La conception actuelle reprend les schémas pathogéniques qui avaient été proposés 20 ans auparavant et qui mettaient la prolifération psoriasique sous la dépendance de facteurs immunologiques, en particulier des lymphocytes T.

On peut résumer ainsi la chaîne pathogénique :

– l’élément de base de la lésion psoriasique est une épidermopoïèse anormale ;

– elle s’accompagne d’anomalies (biochimiques et immunologiques) du kératinocyte ;

– ces anomalies kératinocytaires sont dues à des facteurs immunitaires, en particulier à des cytokines produites par le lymphocyte TCD4 ;

– les troubles immunologiques sont sous la dépendance de gènes de prédisposition et d’antigènes et/ou superantigènes qui stimulent les lymphocytes.

* Arguments en faveur de l’hypothèse lymphocytaire du psoriasis :

Jusqu’à ces dernières années, nous n’avions que des arguments indirects : présence de nombreuses anomalies immunitaires et surtout effet bénéfique des immunosuppresseurs, en particulier la ciclosporine, le tacrolimus, les anticorps anti-CD4 et les traitements par une toxine spécifique des récepteurs de l’IL2.

Les travaux expérimentaux récents ont apporté des arguments directs quant au rôle des lymphocytes dans la prolifération épidermique.

Ainsi, il a été démontré in vitro que les lymphocytes lésionnels avaient la capacité de faire proliférer les kératinocytes.

Plus intéressant encore, dans un modèle animal où la peau psoriasique non lésionnelle est greffée à la souris, l’injection de lymphocytes psoriasiques activés entraîne l’apparition et permet le maintien d’un phénotype psoriasique.

* [DONNÉES FOURNIES]:
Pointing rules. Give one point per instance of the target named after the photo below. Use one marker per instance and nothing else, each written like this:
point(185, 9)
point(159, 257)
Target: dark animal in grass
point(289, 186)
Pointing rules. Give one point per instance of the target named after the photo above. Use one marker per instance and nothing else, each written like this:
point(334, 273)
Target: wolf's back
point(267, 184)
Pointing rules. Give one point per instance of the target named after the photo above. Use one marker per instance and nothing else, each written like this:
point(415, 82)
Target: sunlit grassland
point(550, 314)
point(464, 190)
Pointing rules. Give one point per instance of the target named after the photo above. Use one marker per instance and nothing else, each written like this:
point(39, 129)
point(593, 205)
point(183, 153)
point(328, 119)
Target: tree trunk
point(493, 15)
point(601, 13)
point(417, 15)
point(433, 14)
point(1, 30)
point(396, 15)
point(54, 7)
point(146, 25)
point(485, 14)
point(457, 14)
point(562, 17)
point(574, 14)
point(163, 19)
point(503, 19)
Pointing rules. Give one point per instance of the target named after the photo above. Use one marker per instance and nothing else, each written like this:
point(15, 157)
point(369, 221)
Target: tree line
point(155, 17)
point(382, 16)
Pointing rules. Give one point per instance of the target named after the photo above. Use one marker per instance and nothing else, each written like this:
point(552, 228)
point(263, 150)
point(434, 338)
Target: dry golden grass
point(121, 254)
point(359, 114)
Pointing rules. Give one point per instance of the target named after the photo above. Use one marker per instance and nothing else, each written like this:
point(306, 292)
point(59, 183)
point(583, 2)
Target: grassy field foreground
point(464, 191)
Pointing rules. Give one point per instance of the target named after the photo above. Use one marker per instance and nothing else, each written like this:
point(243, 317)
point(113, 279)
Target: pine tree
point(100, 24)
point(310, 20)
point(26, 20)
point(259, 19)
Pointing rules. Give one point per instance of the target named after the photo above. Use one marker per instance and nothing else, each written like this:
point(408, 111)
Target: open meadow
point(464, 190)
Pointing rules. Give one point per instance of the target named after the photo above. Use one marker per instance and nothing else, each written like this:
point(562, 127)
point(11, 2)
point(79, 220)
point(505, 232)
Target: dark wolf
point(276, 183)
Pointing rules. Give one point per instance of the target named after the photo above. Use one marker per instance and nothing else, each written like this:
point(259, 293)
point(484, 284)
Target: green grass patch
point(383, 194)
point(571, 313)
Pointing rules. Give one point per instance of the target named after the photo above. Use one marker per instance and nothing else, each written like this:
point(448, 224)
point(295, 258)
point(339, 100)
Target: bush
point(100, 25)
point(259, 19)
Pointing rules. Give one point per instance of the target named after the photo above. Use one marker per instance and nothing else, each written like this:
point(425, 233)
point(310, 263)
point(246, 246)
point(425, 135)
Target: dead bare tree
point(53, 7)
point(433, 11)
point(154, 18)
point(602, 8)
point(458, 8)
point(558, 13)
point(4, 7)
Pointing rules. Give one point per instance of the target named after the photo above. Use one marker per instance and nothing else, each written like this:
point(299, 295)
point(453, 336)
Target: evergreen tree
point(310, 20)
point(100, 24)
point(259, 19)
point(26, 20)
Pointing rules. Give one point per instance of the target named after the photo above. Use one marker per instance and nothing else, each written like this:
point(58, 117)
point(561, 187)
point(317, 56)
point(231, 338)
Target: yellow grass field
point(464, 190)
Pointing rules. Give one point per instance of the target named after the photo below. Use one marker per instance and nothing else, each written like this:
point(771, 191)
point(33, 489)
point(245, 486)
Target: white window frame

* [TRAVAIL À FAIRE]:
1) Selon le texte sur le psoriasis, quel est l’élément de base de la lésion psoriasique ?
2) Recopiez mot pour mot le passage du texte sur le psoriasis qui va de « Plus intéressant encore, dans » à « d’un phénotype psoriasique. ».

* [RÉPONSES ATTENDUES]:
1) Une épidermopoïèse anormale.

2)
Plus intéressant encore, dans un modèle animal où la peau psoriasique non lésionnelle est greffée à la souris, l’injection de lymphocytes psoriasiques activés entraîne l’apparition et permet le maintien d’un phénotype psoriasique.